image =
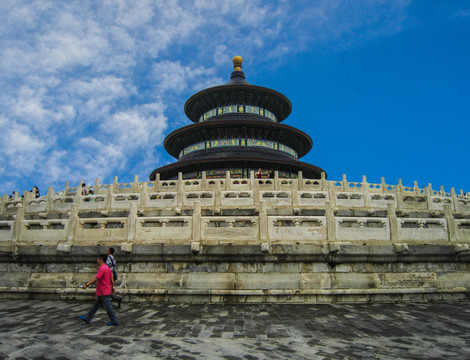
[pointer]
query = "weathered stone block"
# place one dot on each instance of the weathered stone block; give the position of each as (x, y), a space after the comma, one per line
(316, 281)
(18, 279)
(354, 281)
(153, 280)
(210, 281)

•••••

# EXERCISE INSTRUCTIONS
Copy out the records above line for line, leaving out the pictures.

# RESULT OF THIS TASK
image =
[pointer]
query = "weathered stone block"
# place one dot on each instance of the weathered stone block; give the position of each as (x, y), a space after the comma, one per line
(316, 281)
(18, 279)
(354, 281)
(153, 280)
(210, 281)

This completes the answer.